● **Exercise objective**
What follows is a listing; restate all of it word for word.

● **Data provided**
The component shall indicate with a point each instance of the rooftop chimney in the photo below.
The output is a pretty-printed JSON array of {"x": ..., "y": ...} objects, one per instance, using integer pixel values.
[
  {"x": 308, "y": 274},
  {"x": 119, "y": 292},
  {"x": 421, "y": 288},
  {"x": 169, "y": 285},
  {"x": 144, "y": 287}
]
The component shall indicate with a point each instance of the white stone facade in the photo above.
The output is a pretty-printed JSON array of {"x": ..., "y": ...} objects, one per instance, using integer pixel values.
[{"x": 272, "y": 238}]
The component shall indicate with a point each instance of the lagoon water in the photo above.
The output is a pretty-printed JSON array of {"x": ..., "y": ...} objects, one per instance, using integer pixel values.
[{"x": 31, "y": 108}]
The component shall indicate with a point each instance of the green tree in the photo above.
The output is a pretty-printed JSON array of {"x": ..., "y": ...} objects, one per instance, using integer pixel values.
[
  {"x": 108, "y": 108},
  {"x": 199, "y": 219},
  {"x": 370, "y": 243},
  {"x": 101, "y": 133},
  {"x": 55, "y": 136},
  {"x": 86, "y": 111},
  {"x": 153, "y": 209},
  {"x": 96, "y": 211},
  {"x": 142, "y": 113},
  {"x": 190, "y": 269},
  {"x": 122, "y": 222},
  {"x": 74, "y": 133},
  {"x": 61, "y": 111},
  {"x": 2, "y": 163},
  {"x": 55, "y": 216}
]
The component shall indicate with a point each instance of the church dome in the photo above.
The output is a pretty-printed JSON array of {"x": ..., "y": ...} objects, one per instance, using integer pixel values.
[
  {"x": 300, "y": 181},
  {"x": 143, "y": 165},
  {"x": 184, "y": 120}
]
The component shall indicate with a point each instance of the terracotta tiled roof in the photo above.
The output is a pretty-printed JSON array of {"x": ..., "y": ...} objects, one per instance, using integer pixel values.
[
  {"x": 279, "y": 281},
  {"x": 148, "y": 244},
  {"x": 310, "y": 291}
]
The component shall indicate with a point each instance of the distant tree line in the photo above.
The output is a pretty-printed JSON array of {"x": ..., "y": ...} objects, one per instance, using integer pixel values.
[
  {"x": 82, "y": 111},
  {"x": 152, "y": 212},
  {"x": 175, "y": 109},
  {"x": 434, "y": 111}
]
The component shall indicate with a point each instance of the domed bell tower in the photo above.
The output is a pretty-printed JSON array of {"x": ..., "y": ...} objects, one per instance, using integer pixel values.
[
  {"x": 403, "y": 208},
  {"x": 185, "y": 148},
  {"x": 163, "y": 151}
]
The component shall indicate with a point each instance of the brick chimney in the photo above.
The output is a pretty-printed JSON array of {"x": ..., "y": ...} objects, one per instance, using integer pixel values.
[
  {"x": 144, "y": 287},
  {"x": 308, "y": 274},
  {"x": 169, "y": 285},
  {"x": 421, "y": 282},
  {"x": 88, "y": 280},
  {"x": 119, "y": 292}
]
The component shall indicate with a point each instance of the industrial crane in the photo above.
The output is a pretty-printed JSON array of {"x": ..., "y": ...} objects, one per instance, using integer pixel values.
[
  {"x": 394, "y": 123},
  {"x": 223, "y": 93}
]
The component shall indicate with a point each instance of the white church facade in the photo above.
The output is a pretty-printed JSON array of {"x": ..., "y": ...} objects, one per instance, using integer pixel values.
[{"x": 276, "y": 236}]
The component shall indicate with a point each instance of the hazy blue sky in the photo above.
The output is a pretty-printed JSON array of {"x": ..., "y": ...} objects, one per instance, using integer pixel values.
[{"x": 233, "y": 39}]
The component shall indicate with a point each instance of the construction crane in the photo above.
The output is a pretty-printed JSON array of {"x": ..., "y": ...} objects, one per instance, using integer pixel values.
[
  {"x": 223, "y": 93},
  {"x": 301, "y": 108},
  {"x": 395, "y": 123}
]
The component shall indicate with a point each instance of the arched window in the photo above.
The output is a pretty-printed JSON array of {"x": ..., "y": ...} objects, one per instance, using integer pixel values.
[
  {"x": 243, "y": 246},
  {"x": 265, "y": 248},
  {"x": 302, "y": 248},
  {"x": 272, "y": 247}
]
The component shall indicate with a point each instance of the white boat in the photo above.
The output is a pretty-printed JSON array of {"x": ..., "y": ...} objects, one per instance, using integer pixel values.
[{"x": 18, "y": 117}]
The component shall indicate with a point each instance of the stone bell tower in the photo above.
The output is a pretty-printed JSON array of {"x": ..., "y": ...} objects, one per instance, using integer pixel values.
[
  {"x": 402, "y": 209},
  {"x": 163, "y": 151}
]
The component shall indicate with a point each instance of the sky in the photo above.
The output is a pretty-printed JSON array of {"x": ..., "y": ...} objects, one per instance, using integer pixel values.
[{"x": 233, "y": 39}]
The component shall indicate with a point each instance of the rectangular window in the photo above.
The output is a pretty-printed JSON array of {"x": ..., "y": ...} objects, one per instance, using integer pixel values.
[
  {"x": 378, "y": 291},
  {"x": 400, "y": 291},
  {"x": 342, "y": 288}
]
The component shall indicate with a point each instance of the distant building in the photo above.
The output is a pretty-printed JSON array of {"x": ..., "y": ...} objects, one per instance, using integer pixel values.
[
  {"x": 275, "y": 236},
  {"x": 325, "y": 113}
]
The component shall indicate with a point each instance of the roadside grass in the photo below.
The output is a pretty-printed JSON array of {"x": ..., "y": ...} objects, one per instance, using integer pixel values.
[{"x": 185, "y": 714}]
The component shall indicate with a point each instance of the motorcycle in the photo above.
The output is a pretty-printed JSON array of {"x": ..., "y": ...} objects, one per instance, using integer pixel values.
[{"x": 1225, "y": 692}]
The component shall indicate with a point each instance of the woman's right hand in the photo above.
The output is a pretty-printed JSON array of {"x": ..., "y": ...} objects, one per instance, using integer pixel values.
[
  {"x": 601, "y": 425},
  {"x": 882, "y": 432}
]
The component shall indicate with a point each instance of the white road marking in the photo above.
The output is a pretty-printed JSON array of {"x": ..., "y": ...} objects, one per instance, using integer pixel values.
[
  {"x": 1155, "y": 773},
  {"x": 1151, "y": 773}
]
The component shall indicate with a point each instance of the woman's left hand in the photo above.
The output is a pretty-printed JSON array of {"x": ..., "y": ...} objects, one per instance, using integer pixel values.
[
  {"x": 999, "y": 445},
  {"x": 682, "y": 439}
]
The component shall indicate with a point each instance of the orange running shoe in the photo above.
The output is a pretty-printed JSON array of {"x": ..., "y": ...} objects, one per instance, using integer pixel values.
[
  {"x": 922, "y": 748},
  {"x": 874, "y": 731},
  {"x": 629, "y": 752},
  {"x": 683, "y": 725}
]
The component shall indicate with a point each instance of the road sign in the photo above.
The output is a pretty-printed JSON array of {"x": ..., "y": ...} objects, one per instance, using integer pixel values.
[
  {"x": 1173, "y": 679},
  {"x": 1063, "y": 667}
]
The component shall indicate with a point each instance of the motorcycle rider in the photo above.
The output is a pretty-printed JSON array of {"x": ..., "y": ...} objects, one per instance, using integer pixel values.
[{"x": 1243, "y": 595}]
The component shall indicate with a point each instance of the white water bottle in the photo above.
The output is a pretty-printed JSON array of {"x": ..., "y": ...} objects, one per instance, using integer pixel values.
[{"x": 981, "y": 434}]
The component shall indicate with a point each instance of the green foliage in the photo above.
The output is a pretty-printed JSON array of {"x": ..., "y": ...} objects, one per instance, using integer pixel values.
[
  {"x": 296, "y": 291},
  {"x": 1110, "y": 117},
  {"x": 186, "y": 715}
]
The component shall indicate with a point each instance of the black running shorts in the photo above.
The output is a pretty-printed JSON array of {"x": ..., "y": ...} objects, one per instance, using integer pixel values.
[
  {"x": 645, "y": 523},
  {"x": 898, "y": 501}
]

● **Result for this task**
The component shall indicate with a point each instance of the rooftop chimney in the photo below.
The output is a pretty-printed JSON array of {"x": ..., "y": ...} objects, one per instance, using integer pixel values.
[
  {"x": 308, "y": 274},
  {"x": 119, "y": 292},
  {"x": 421, "y": 288},
  {"x": 169, "y": 285},
  {"x": 144, "y": 287}
]
The component shall indicate with a point each instance of the white stone facade in the photo above.
The output is a pretty-printed JSON array of {"x": ..., "y": ...} objects, one per instance, using integer pixel values.
[{"x": 272, "y": 238}]
The component shall indicate with a point each instance of the lagoon water in the photo above.
The output is a pretty-printed JSON array of {"x": ..., "y": ...} objects, one per instance, using integer pixel values.
[{"x": 31, "y": 108}]
The component shall indicate with a point each instance of the green tree in the photo above.
The output is a pretty-printed JSON array of {"x": ..., "y": ...} objects, one per instance, using integer pixel values.
[
  {"x": 108, "y": 108},
  {"x": 199, "y": 219},
  {"x": 370, "y": 243},
  {"x": 101, "y": 133},
  {"x": 55, "y": 136},
  {"x": 86, "y": 111},
  {"x": 153, "y": 209},
  {"x": 96, "y": 211},
  {"x": 142, "y": 113},
  {"x": 190, "y": 269},
  {"x": 122, "y": 222},
  {"x": 74, "y": 133},
  {"x": 61, "y": 111},
  {"x": 2, "y": 163},
  {"x": 55, "y": 216}
]
The component shall indicate with a point each instance of the church dome in the photo above.
The output is a pretty-printed JSON array of {"x": ..., "y": ...} objects, one per instance, using integer pixel values.
[
  {"x": 300, "y": 181},
  {"x": 143, "y": 165},
  {"x": 184, "y": 120}
]
The component shall indicate with a point each instance of the terracotta tiled roof in the photo above.
The output is a pretty-printed JSON array of {"x": ..., "y": ...} objects, one per instance, using integer pixel values.
[
  {"x": 279, "y": 281},
  {"x": 148, "y": 244},
  {"x": 310, "y": 291}
]
The component shall indicate with a point each instance of the distant tree line in the photo above.
The output is a pretty-printed JSON array of {"x": ..., "y": ...} objects, one per instance, using integer pixel values.
[
  {"x": 82, "y": 111},
  {"x": 152, "y": 212},
  {"x": 175, "y": 109},
  {"x": 434, "y": 111}
]
The component shall indicate with a point each instance of the domed bell tower in the photo above.
The output is a pretty-printed JSON array of {"x": ..., "y": ...} objects, one per instance, using integer pixel values.
[
  {"x": 403, "y": 208},
  {"x": 185, "y": 148},
  {"x": 163, "y": 151}
]
The component shall indicate with a point each instance of the brick chimney in the photo above.
The output is a pretty-printed JSON array of {"x": ..., "y": ...} objects, one per instance, using integer pixel values.
[
  {"x": 144, "y": 287},
  {"x": 308, "y": 274},
  {"x": 169, "y": 285},
  {"x": 421, "y": 282},
  {"x": 88, "y": 280},
  {"x": 119, "y": 292}
]
The component shall indicate with a point each instance of the industrial crane in the photo above.
The output is a pretty-printed JSON array of {"x": ..., "y": ...} objects, one per instance, using integer pixel values.
[
  {"x": 394, "y": 123},
  {"x": 223, "y": 93}
]
The component shall indicate with a point each instance of the white church facade in the photo above.
The output is a pretty-printed JSON array of {"x": ..., "y": ...} objects, one per instance, using integer pixel values.
[{"x": 276, "y": 236}]
The component shall indicate with a point each instance of the hazy blue sky in the photo above.
The output is a pretty-printed JSON array of {"x": ..., "y": ...} objects, one per instance, using integer pixel values.
[{"x": 233, "y": 39}]
The component shall indicate with a point each instance of the construction crane in the photo above.
The output is a pretty-printed JSON array of {"x": ..., "y": ...} objects, one per instance, using integer pixel values.
[
  {"x": 223, "y": 93},
  {"x": 301, "y": 108},
  {"x": 395, "y": 123}
]
The component shall indicate with a point each instance of the arched window in the photo above.
The output is a pretty-printed JSON array of {"x": ..., "y": ...} objects, one per instance, using integer pixel values.
[
  {"x": 243, "y": 246},
  {"x": 265, "y": 248},
  {"x": 302, "y": 248},
  {"x": 272, "y": 247}
]
The component shall indicate with a point each instance of the white boat in the photo above.
The output is a pretty-printed JSON array of {"x": ..., "y": ...} objects, one per instance, using integer pixel values.
[{"x": 18, "y": 117}]
The component shall indicate with a point each instance of the stone bell tower in the photo above.
The output is a pretty-printed JSON array of {"x": ..., "y": ...} objects, one per instance, using integer pixel values.
[
  {"x": 402, "y": 209},
  {"x": 163, "y": 151}
]
The component shall indicate with a point each instance of the sky in the photo above.
The output is a pretty-printed JSON array of {"x": ..., "y": ...} objects, one per instance, using integer pixel values.
[{"x": 233, "y": 39}]
The component shall indicate with a point each instance of the rectangular window in the photo above.
The output is a pretty-printed JSON array of {"x": ..., "y": ...} objects, one per instance, using integer pixel values.
[
  {"x": 378, "y": 291},
  {"x": 400, "y": 291},
  {"x": 342, "y": 288}
]
The component shall indicate with a point each instance of the distant building in the photo above.
The output is a pretty-printed JSON array of {"x": ..., "y": ...} objects, one per instance, using integer pixel values.
[
  {"x": 275, "y": 236},
  {"x": 325, "y": 113}
]
The component shall indicate with a point each instance of the roadside grass in the photo below.
The output is a pretty-printed JSON array of {"x": ..., "y": ...} objects, one per instance, using integer pixel values.
[{"x": 185, "y": 714}]
The component shall indicate with a point each instance of the motorcycle in the photo above.
The output is a pretty-printed JSON array of {"x": ..., "y": ...} objects, one per instance, using integer pixel values.
[{"x": 1225, "y": 692}]
The component shall indicate with a point each instance of the woman's right hand in the photo above.
The output is a pretty-printed JSON array of {"x": ..., "y": ...} objects, one per instance, using integer pixel values.
[
  {"x": 601, "y": 425},
  {"x": 882, "y": 432}
]
The component shall indicate with a point each instance of the white road marking in the photo above.
The output is a pretty-printed JSON array of {"x": ..., "y": ...} objects, one per instance, using integer pixel values.
[
  {"x": 1155, "y": 773},
  {"x": 1151, "y": 773}
]
The component shall indicate with a point each instance of the woman's left hand in the photo above.
The output is a pretty-printed JSON array of {"x": ..., "y": ...} objects, one per instance, using integer pixel values.
[
  {"x": 999, "y": 445},
  {"x": 682, "y": 439}
]
The component shall indicate with a point each instance of the orange running shoe in the photo above.
The output is a pretty-printed JSON array of {"x": ..., "y": ...} objects, one per instance, using integer pixel values.
[
  {"x": 922, "y": 748},
  {"x": 874, "y": 731},
  {"x": 629, "y": 752},
  {"x": 683, "y": 725}
]
The component shall indicate with a point each instance of the road sign in the photo above.
The output is a pretty-printed JSON array of {"x": ..., "y": ...} objects, one per instance, using integer pixel values.
[
  {"x": 1173, "y": 679},
  {"x": 1063, "y": 667}
]
The component shall indicate with a point each instance of the motorcycle rider in the photo above.
The output is a pretty-printed JSON array of {"x": ..., "y": ...} objects, one per instance, using integer pixel values.
[{"x": 1243, "y": 595}]
The component shall indicate with a point each instance of the white water bottle in the photo above.
The output is a pretty-printed JSON array of {"x": ..., "y": ...} objects, one per instance, using integer pixel values.
[{"x": 981, "y": 434}]
The component shall indicate with a point each instance of the green foliage in the photo above.
The output is a pretty-printed JSON array of {"x": ..., "y": ...} objects, one per instance, using integer pixel values.
[
  {"x": 296, "y": 291},
  {"x": 1110, "y": 117},
  {"x": 186, "y": 715}
]
The component shall indicate with a point each instance of the black running shorts in the photo above.
The output is a pretty-printed JSON array of {"x": ..., "y": ...} objects, one per instance, using integer pixel values.
[
  {"x": 645, "y": 523},
  {"x": 898, "y": 501}
]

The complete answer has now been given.